**Requirement:**
Would you transcribe the data word for word?
++++ Dataset content ++++
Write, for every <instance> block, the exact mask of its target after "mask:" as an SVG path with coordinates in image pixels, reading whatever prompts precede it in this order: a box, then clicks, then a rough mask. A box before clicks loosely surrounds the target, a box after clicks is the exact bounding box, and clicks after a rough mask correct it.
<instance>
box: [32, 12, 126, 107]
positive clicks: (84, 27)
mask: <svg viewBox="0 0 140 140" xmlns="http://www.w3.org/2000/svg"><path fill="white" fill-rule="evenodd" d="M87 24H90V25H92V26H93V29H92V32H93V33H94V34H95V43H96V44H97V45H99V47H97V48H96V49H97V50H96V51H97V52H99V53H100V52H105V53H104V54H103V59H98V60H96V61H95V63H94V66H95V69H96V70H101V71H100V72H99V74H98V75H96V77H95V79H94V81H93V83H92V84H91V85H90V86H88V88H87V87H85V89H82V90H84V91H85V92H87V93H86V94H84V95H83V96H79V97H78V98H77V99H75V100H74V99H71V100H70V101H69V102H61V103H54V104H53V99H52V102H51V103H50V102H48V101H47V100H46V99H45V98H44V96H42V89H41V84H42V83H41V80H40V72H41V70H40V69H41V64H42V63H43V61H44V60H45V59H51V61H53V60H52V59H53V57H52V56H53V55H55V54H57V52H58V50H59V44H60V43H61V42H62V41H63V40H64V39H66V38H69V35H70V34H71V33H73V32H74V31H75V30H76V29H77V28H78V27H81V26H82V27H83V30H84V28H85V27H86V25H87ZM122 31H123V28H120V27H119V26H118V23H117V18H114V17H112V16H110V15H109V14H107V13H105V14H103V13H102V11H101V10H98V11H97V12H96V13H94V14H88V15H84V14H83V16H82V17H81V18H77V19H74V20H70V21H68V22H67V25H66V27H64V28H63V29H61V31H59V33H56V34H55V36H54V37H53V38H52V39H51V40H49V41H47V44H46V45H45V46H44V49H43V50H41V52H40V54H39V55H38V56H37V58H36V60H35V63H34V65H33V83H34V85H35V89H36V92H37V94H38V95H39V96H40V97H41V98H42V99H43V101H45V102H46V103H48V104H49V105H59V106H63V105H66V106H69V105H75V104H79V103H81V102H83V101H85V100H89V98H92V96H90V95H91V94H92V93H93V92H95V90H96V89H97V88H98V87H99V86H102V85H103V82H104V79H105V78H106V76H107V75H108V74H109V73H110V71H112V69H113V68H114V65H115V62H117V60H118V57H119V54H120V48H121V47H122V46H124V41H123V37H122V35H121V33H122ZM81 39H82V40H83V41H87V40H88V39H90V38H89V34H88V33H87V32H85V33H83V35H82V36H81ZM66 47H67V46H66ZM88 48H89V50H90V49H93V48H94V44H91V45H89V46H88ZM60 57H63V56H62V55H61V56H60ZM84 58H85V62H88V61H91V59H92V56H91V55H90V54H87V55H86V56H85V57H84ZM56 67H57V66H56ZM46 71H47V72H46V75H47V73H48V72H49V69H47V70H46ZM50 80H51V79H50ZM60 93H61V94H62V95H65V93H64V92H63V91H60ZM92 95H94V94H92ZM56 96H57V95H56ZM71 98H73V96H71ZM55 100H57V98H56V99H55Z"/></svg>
++++
**Response below:**
Write, for every <instance> block, the exact mask of its target after "mask:" as an SVG path with coordinates in image pixels, reading whatever prompts precede it in this order: a box, then clicks, then a rough mask. A box before clicks loosely surrounds the target, a box after clicks is the exact bounding box, and clicks after a rough mask correct it.
<instance>
box: [32, 12, 126, 107]
positive clicks: (84, 27)
mask: <svg viewBox="0 0 140 140" xmlns="http://www.w3.org/2000/svg"><path fill="white" fill-rule="evenodd" d="M87 24H90V25H92V26H93V29H92V32H93V33H94V34H95V43H96V44H97V45H99V47H97V48H96V49H97V50H96V51H97V52H99V53H100V52H105V53H104V54H103V59H98V60H96V61H95V63H94V66H95V69H96V70H101V71H100V72H99V74H98V75H96V77H95V79H94V81H93V83H92V84H91V85H90V86H88V88H87V87H85V89H82V90H84V91H85V92H87V93H86V94H84V95H83V96H79V97H78V98H77V99H75V100H74V99H71V100H70V101H69V102H61V103H54V104H53V99H52V102H51V103H50V102H48V101H47V100H46V99H45V98H44V96H42V89H41V84H42V83H41V80H40V72H41V70H40V69H41V64H42V63H43V61H44V60H45V59H51V61H53V60H52V59H53V57H52V56H53V55H55V54H57V52H58V50H59V44H60V43H61V42H62V41H63V40H64V39H66V38H69V35H70V34H71V33H73V32H74V31H75V30H76V29H77V28H78V27H81V26H82V27H83V30H84V28H85V27H86V25H87ZM122 31H123V28H120V27H119V26H118V23H117V18H114V17H112V16H110V15H109V14H107V13H105V14H103V13H102V11H101V10H98V11H97V12H96V13H94V14H88V15H84V14H83V16H82V17H81V18H77V19H74V20H70V21H68V22H67V25H66V27H64V28H63V29H61V31H59V33H56V34H55V36H54V37H53V38H52V39H51V40H49V41H47V44H46V45H45V46H44V49H43V50H41V52H40V54H39V55H38V56H37V58H36V60H35V63H34V65H33V83H34V85H35V89H36V92H37V94H38V95H39V96H40V97H41V98H42V99H43V101H45V102H46V103H48V104H49V105H59V106H63V105H66V106H69V105H75V104H79V103H81V102H83V101H85V100H89V98H92V96H90V95H91V94H92V93H93V92H95V90H96V89H97V88H98V87H99V86H102V85H103V82H104V79H105V78H106V76H107V75H108V74H109V73H110V71H112V69H113V68H114V65H115V62H117V60H118V57H119V54H120V48H121V47H122V46H124V41H123V37H122V35H121V33H122ZM81 39H82V40H83V41H87V40H88V39H90V38H89V34H88V33H87V32H85V33H83V35H82V36H81ZM66 47H67V46H66ZM88 48H89V50H90V49H93V48H94V44H91V45H89V46H88ZM60 57H63V56H62V55H61V56H60ZM84 58H85V62H88V61H91V59H92V56H91V55H90V54H87V55H86V56H85V57H84ZM56 67H57V66H56ZM46 71H47V72H46V75H47V73H48V72H49V69H47V70H46ZM50 80H51V79H50ZM60 93H61V94H62V95H65V93H64V92H63V91H60ZM92 95H94V94H92ZM56 96H57V95H56ZM71 98H73V96H71ZM55 100H57V98H56V99H55Z"/></svg>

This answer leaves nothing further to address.